AVAILABLE RECORDS =
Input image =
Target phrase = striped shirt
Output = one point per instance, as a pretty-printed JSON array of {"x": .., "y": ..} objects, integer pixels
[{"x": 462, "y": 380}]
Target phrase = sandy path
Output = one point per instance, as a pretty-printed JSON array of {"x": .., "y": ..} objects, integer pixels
==
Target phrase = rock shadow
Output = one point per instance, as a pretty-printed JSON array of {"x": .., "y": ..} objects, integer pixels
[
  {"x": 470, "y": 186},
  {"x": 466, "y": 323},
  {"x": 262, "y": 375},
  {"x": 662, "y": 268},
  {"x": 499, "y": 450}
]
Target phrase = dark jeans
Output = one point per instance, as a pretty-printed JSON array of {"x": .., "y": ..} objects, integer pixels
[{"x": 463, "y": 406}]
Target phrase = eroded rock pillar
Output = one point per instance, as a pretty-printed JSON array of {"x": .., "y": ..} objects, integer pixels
--
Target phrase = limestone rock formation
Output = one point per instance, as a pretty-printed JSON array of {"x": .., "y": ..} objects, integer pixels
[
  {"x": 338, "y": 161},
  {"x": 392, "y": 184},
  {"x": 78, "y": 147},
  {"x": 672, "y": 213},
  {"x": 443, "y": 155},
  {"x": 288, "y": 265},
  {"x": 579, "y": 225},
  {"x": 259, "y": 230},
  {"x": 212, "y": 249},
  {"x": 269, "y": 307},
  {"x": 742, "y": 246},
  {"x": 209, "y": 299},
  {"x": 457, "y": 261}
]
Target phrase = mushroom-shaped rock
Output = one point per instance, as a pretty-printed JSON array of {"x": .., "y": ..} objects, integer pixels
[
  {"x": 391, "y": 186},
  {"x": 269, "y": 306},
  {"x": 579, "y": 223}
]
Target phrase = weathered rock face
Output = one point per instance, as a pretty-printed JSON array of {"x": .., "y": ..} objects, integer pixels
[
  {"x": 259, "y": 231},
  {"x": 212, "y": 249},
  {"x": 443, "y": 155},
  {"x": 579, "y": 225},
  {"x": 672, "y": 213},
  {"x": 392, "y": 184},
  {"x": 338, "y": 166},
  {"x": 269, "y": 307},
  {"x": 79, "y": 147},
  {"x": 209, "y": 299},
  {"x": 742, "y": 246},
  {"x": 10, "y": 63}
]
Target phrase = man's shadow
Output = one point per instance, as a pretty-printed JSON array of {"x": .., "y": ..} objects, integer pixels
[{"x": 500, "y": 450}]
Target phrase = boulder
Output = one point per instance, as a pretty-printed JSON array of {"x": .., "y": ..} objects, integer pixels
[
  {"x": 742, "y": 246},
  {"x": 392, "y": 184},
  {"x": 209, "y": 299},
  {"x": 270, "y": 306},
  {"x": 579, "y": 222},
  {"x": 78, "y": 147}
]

PROMPT = Find the string "shadow" in the entries above and return each line that holds it.

EXERCISE ANSWER =
Target phrase = rock shadow
Target phrase = man's shadow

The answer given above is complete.